» THE EXERCISE
Below is a set of records; print all of them exactly as written.

————————

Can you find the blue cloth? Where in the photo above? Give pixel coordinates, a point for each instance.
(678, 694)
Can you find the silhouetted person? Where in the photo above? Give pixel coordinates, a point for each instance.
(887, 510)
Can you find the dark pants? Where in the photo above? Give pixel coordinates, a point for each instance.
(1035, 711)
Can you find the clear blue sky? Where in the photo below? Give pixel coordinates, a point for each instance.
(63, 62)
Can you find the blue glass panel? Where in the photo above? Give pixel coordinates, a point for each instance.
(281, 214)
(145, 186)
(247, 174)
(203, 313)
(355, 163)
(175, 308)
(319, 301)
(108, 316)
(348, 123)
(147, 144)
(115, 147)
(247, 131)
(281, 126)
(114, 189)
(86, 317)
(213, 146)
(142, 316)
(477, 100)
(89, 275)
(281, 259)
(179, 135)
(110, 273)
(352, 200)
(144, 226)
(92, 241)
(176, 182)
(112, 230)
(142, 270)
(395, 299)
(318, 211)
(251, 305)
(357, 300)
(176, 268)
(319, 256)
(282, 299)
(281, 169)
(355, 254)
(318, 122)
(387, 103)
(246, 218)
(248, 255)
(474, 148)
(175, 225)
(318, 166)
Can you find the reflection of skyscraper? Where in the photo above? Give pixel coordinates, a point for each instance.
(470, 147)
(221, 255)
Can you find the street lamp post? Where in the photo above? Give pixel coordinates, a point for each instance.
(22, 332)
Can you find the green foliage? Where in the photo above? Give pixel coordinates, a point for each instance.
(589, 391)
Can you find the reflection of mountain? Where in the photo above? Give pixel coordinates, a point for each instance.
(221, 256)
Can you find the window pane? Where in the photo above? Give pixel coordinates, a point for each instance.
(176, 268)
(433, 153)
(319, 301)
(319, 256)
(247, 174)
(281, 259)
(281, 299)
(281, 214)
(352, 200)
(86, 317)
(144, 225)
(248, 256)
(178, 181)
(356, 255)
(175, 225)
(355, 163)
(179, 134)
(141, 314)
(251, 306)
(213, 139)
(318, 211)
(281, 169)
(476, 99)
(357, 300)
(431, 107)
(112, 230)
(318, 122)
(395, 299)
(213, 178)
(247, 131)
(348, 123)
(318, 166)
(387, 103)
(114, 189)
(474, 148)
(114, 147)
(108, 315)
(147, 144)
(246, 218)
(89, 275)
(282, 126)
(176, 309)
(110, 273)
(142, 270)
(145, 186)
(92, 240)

————————

» TASK ANSWER
Can you find the blue cloth? Where in the photo above? Give pixel coordinates, a point for each instance.
(678, 694)
Can you find the silhouetted person? Where in the photo above? Give pixel coordinates, a point for each instance.
(887, 510)
Can you find the dark pants? Where in the photo above? Give pixel coordinates, a point for each instance.
(1035, 711)
Can you find the clear blue sky? Where in the photo below? Give pixel coordinates, a point for each instance.
(63, 62)
Can you find the blue glass panel? Where in the photo above? Give pixel coordinates, a point for each instance.
(281, 214)
(145, 186)
(247, 174)
(203, 313)
(355, 163)
(175, 308)
(319, 301)
(108, 316)
(348, 123)
(147, 144)
(115, 147)
(247, 131)
(281, 126)
(114, 189)
(86, 317)
(213, 146)
(142, 316)
(477, 100)
(89, 275)
(281, 259)
(179, 135)
(110, 273)
(352, 200)
(144, 226)
(92, 241)
(176, 182)
(112, 230)
(142, 270)
(395, 299)
(318, 211)
(251, 305)
(357, 300)
(176, 268)
(319, 256)
(282, 299)
(281, 169)
(355, 254)
(318, 122)
(387, 103)
(246, 218)
(248, 255)
(474, 148)
(175, 225)
(318, 166)
Can you find the reflection of skyscraper? Where in the photo above? Give pixel coordinates, a point for each instance.
(470, 147)
(221, 255)
Can you find the street lamp post? Where in the photo above? Give pixel coordinates, a point for each instance.
(22, 332)
Can you find the green foliage? Where in the photo above? Give pixel coordinates, a point for each instance.
(589, 391)
Can you find the reflection of mountain? Where in the photo above? Give pixel coordinates, a point for each instance.
(221, 256)
Can you find the window pane? Where in the photo above? Give pixel coordinates, a point for each instance.
(176, 268)
(433, 153)
(319, 301)
(319, 256)
(247, 174)
(281, 259)
(281, 299)
(281, 214)
(352, 200)
(86, 317)
(144, 225)
(248, 256)
(178, 181)
(356, 255)
(175, 225)
(355, 163)
(179, 134)
(141, 314)
(251, 306)
(213, 139)
(318, 211)
(281, 169)
(476, 99)
(357, 300)
(431, 107)
(112, 230)
(318, 122)
(395, 299)
(213, 178)
(247, 131)
(348, 123)
(318, 166)
(387, 103)
(114, 189)
(474, 148)
(114, 147)
(108, 315)
(147, 144)
(246, 218)
(89, 275)
(282, 126)
(176, 309)
(110, 273)
(142, 270)
(145, 186)
(92, 240)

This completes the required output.